**Document:**
After this past weekend, it seems even more fitting that Guatemala was the site of last month’s high-level international pow-wow on how dangerous Central America has gotten. Just before dawn on Saturday, July 9, celebrated Argentine folk singer Facundo Cabral was murdered by gunmen as he rode from his Guatemala City hotel to the airport. The assassins – who Guatemalan President Alvaro Colom has since acknowledged weren’t just street thugs but organized crime hitmen – pulled up on both sides of the Range Rover that Cabral was in and pumped 20 bullets into it. At least three hit Cabral, one in the thorax.
What’s most telling about the murder, however, is that investigators say they’re certain Cabral was not the intended victim. The real target, they say, was the man driving the Range Rover, Henry Fariña, a Nicaraguan-born concert promoter and casino-strip club owner who had arranged a Cabral concert in Managua a week before the singer’s Guatemala City performance. That has raised intense speculation in Guatemala about whether Fariña, who was wounded in Saturday’s ambush, has links to organized crime – especially the violent Mexican drug cartels that are overrunning the northern Central America triangle of Guatemala, El Salvador and Honduras. (Guatemalan authorities, who say they have teams probing the shooting’s motive, won’t comment.)

**Stated exercise 1:**
Answer these from the article on the Facundo Cabral killing:
(a) On what date was Cabral murdered?
(b) Whom do investigators name as the real target?
(c) How many bullets did the gunmen fire into the Range Rover?
**Stated exercise 2:** Name every person the article on the Cabral killing identifies by full name.
**Stated exercise 3:** Return the passage of the article on the Cabral killing from "After this past" to "in the thorax.", copied word for word.
The data that follows has no connection to the article above.

**Material shown:**
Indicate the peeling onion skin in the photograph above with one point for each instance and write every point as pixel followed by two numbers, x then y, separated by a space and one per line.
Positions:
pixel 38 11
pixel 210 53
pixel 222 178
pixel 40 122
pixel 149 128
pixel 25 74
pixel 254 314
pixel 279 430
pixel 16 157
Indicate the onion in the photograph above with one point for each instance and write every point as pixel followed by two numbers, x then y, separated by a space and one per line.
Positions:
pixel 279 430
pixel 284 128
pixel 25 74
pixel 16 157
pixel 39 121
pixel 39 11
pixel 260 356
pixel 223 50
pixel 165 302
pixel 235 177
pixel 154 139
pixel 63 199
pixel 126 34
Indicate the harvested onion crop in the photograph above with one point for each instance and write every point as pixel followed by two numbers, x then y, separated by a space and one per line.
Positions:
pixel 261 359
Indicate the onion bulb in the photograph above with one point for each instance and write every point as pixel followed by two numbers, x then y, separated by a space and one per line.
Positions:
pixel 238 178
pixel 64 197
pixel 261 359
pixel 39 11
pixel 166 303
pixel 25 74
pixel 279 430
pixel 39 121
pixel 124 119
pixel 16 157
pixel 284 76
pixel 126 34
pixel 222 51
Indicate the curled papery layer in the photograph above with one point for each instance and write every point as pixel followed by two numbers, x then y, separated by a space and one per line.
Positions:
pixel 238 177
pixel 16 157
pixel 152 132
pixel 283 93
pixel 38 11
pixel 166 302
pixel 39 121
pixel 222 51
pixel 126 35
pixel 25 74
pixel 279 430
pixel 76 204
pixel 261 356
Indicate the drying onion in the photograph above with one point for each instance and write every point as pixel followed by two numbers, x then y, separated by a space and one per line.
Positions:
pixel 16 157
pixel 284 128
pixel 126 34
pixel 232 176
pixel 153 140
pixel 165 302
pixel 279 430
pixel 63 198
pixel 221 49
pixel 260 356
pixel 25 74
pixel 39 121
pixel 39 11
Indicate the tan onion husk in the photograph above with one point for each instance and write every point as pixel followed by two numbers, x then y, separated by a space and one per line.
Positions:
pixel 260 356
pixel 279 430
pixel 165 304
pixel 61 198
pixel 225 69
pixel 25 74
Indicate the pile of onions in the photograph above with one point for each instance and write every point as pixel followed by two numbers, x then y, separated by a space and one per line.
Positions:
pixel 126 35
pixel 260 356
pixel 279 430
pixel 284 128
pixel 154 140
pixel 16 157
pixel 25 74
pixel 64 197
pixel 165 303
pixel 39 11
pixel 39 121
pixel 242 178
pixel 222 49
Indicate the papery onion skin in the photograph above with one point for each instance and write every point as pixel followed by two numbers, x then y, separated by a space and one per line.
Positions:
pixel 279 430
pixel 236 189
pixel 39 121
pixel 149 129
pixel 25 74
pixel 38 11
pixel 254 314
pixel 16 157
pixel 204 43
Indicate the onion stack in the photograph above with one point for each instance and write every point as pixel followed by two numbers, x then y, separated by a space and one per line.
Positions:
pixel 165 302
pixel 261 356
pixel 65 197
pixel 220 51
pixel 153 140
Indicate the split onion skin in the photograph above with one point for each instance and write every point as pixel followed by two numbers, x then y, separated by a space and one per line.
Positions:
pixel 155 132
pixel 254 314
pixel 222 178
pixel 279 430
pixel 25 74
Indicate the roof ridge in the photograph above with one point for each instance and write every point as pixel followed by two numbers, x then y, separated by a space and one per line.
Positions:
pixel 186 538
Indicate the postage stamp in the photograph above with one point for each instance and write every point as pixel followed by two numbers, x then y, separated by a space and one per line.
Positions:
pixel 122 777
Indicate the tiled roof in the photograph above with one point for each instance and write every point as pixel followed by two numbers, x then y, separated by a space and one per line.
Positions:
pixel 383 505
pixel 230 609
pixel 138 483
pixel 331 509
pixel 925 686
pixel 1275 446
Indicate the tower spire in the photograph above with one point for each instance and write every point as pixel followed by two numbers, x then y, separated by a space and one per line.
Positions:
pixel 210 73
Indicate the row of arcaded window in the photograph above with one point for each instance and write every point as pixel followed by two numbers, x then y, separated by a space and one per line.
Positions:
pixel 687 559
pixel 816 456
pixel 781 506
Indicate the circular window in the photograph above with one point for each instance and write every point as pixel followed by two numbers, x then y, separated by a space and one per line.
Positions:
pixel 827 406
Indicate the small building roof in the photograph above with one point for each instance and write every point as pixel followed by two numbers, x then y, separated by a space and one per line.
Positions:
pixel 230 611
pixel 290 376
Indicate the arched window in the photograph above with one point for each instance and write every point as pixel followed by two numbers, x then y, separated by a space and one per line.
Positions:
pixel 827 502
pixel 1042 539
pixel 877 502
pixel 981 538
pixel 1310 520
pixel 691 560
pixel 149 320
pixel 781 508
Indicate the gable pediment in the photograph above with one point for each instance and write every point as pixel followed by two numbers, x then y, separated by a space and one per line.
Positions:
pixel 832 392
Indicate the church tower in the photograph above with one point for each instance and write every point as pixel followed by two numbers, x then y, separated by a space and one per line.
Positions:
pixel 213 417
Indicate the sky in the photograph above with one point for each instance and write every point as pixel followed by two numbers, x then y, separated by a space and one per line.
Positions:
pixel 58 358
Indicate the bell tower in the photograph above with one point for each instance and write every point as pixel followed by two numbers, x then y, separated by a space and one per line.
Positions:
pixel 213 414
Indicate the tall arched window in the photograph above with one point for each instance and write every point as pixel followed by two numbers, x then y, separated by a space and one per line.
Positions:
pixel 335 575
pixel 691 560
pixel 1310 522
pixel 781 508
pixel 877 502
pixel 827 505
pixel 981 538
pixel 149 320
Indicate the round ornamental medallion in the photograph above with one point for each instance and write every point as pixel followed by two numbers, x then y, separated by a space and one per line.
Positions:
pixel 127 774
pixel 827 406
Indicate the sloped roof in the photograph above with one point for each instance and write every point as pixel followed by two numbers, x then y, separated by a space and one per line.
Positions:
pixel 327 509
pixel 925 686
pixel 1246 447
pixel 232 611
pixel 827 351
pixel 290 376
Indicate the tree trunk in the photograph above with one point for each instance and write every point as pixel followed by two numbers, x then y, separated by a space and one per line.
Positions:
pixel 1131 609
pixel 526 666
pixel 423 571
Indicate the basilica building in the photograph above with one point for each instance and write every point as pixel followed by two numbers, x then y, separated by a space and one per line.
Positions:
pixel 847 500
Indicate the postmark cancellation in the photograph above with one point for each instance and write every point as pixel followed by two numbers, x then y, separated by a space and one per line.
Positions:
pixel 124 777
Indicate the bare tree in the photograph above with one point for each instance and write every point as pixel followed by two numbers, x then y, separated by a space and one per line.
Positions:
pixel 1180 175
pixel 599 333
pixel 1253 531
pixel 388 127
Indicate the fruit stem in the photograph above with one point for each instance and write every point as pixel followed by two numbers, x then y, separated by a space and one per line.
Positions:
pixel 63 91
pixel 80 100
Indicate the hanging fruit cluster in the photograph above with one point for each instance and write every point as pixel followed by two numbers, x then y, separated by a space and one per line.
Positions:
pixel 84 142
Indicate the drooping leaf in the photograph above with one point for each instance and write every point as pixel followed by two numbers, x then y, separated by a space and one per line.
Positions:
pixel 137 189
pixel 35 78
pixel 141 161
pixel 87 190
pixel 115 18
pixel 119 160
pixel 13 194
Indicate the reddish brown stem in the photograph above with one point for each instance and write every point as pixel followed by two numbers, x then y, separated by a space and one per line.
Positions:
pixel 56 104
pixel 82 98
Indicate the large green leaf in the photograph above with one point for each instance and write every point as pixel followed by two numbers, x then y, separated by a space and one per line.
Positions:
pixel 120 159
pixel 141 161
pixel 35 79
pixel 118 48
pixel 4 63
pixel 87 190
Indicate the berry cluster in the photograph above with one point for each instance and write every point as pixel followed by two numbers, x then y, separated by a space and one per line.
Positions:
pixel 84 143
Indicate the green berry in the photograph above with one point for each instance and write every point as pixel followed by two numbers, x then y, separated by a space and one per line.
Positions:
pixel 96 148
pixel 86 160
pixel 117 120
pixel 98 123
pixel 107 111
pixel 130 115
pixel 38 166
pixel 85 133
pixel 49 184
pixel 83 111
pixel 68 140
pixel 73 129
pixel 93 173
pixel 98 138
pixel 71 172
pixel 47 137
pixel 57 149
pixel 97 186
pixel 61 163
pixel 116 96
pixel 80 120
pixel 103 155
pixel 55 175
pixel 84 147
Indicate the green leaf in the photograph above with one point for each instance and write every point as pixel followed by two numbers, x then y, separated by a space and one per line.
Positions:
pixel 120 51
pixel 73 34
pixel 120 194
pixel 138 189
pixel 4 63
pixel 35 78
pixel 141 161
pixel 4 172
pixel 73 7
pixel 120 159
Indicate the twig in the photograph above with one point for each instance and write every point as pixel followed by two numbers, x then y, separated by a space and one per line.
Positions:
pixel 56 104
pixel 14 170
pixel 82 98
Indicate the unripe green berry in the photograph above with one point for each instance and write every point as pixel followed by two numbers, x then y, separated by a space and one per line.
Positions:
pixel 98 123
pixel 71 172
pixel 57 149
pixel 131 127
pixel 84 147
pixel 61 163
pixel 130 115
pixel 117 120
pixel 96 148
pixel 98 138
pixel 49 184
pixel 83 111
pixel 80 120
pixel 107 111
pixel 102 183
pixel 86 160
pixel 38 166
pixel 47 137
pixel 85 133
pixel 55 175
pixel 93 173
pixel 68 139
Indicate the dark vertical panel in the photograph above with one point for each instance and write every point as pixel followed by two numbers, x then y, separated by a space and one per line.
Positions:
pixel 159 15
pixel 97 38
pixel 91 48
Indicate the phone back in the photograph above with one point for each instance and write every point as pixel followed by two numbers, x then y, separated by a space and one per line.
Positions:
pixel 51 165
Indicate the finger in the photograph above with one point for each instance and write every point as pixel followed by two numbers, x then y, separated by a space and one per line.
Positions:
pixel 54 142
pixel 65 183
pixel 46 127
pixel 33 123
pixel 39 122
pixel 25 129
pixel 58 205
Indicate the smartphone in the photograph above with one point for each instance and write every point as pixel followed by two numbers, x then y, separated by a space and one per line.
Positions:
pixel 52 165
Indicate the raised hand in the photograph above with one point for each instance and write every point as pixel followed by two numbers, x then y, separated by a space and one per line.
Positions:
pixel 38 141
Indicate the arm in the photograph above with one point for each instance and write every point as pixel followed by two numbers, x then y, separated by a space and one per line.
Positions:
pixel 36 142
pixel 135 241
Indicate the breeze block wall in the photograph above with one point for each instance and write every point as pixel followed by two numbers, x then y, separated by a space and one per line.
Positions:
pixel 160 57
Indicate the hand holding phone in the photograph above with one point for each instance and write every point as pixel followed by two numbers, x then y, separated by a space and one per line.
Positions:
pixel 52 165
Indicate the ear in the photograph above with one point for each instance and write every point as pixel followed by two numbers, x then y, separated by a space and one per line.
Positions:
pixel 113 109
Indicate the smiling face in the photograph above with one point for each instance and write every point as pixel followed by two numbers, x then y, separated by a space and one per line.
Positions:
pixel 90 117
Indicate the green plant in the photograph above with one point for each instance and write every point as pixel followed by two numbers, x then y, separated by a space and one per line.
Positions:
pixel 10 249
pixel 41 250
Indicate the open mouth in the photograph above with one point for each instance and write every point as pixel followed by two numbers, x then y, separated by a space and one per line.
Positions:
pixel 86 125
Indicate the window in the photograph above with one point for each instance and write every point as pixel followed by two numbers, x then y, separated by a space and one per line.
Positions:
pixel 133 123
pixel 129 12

**Right answer 1:**
(a) Saturday, July 9
(b) Henry Fariña, the man driving the Range Rover
(c) 20

**Right answer 2:** Facundo Cabral, Alvaro Colom, Henry Fariña

**Right answer 3:**
After this past weekend, it seems even more fitting that Guatemala was the site of last month’s high-level international pow-wow on how dangerous Central America has gotten. Just before dawn on Saturday, July 9, celebrated Argentine folk singer Facundo Cabral was murdered by gunmen as he rode from his Guatemala City hotel to the airport. The assassins – who Guatemalan President Alvaro Colom has since acknowledged weren’t just street thugs but organized crime hitmen – pulled up on both sides of the Range Rover that Cabral was in and pumped 20 bullets into it. At least three hit Cabral, one in the thorax.